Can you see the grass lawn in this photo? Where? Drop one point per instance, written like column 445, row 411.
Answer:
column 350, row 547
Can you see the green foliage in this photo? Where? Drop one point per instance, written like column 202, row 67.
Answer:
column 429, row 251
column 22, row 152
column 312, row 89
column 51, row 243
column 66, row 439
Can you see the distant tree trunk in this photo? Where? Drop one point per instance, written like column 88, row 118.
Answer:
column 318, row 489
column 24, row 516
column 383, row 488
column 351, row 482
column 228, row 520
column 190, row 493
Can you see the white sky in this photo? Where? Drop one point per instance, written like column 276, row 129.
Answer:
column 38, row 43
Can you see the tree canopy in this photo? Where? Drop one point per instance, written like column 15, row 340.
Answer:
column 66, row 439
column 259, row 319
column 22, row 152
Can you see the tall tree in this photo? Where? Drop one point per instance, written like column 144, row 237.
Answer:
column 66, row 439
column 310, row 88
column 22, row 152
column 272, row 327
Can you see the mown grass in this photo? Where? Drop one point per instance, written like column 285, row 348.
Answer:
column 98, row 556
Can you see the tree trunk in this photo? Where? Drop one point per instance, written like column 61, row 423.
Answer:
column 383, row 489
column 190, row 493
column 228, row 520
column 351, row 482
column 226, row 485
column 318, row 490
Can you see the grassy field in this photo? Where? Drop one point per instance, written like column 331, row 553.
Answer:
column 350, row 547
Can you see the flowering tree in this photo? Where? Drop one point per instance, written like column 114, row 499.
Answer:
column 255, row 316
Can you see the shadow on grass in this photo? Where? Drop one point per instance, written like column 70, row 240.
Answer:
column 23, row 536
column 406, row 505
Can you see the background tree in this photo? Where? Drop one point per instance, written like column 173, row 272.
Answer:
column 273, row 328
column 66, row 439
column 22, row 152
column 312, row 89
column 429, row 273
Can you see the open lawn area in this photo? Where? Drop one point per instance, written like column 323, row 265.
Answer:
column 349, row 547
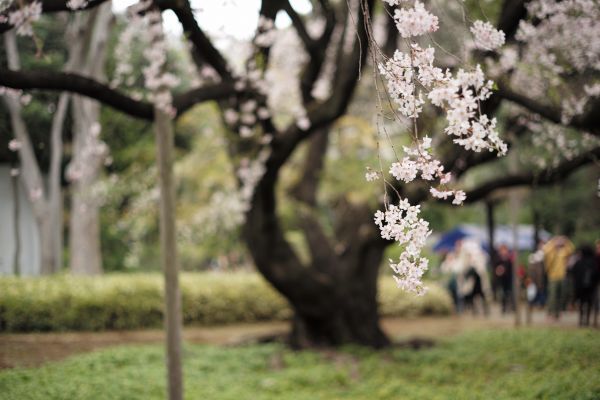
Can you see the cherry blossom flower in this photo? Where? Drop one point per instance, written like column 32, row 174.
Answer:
column 22, row 17
column 486, row 36
column 15, row 145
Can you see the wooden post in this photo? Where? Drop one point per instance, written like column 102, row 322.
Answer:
column 514, row 210
column 164, row 150
column 16, row 215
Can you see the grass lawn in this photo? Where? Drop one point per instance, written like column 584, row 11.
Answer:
column 525, row 364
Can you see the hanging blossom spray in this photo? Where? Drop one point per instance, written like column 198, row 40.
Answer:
column 412, row 80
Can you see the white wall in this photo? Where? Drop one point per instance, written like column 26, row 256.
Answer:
column 30, row 262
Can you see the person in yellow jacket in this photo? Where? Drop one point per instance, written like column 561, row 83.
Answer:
column 557, row 252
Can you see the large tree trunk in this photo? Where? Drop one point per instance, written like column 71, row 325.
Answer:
column 334, row 297
column 353, row 316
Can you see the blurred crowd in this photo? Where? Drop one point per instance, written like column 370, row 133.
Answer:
column 556, row 277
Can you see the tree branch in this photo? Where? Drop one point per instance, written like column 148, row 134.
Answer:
column 71, row 82
column 529, row 178
column 203, row 47
column 48, row 6
column 590, row 121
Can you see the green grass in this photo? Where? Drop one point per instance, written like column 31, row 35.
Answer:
column 525, row 364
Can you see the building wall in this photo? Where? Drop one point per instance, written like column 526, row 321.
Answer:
column 30, row 260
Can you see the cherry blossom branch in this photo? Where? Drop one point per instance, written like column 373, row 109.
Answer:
column 48, row 6
column 307, row 41
column 71, row 82
column 589, row 121
column 204, row 50
column 533, row 178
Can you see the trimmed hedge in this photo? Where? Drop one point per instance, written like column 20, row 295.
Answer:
column 123, row 301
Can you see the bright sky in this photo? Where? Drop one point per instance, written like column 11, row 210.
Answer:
column 235, row 18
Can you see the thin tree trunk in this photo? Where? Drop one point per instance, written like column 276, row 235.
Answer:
column 17, row 230
column 514, row 209
column 46, row 206
column 84, row 239
column 173, row 320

**TASK DESCRIPTION:**
Produce an exact copy of the lines from the one containing "Can you see the green grass" through the last line, and of nothing else.

**EXERCISE RESPONSE:**
Can you see the green grass in this photo? Where? Drop one point per instance, written like column 31, row 35.
Answer:
column 525, row 364
Can you see the building wall in this photo? Where? Drop one point per instance, written like column 526, row 321.
Answer:
column 30, row 260
Can you see the cherry blossom branch in this photo? Where? Drop one point per instance, written like column 373, row 109.
Answer:
column 48, row 6
column 307, row 41
column 71, row 82
column 589, row 121
column 204, row 50
column 533, row 178
Can you see the trimmed hedge in this photo? Where? Drop one point per instance, written like column 20, row 295.
Answer:
column 123, row 301
Can you see the bright sky in this photo? Where? Drop one point per instance, written like column 11, row 210.
Answer:
column 235, row 18
Can you see the thin tree trunk in this photo? Where? Drop one point per instance, written like column 276, row 235.
Answer:
column 17, row 230
column 514, row 209
column 46, row 206
column 84, row 239
column 173, row 320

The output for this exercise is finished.